■ **AIM OF THE TASK**
The response has to reproduce all entries exactly while excluding their pictures.

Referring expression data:
──────────────────────────────

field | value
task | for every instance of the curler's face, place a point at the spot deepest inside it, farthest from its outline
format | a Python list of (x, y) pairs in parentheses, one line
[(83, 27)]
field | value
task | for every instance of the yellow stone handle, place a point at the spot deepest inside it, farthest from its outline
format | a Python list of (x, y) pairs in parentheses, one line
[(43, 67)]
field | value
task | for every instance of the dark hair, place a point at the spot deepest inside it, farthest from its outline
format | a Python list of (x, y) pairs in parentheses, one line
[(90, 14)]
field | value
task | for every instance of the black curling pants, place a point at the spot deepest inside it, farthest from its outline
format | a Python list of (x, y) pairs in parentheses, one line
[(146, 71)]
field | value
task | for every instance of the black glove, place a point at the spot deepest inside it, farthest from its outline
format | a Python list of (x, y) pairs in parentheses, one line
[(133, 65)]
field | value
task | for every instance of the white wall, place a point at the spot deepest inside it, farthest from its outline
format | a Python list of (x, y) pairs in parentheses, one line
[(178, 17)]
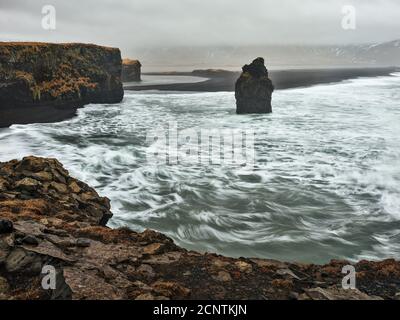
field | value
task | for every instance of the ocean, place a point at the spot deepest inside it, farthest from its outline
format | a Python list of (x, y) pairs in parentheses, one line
[(324, 182)]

──────────────────────────────

■ **RESULT OF THE EXERCISE**
field | value
task | for every instance of the curler's face, place a point at the spot deepest inside it, farthest from its outline
format | a Python list of (x, y) pairs in parentheses, one line
[(83, 27)]
field | value
task | for every instance of the yellow stone handle, place a point at the spot deepest inside it, farthest from its outline
format | a Python list of (x, y) pairs in parentheses, one line
[(43, 67)]
field | value
task | for every instance of the dark hair, place a point at the spot deepest inside it, farthest from its outline
format | a Python list of (x, y) pairs in parentheses, one line
[(90, 14)]
field | value
task | for every instance of the black curling pants, place a point at the spot deepest inside it, farthest from its outline
format | a Python list of (x, y) pairs in parentheses, one line
[(146, 71)]
field | value
task | for every instance of the black glove, place a point at the spot deepest inside it, farthest from its outline
format | a Python list of (x, y) pairs in parentheses, one line
[(133, 65)]
field | value
task | for every instance of the white wall, place a point at the spot deepest inside it, farthest from its outline
format | a Python list of (x, y) pairs in parentheses, one line
[(178, 17)]
field | value
task | for every instance of the ocean, place a point at the spot deepest inside it, farthest from its outline
format | a Python list of (x, y) pairs in parentheses, one line
[(324, 182)]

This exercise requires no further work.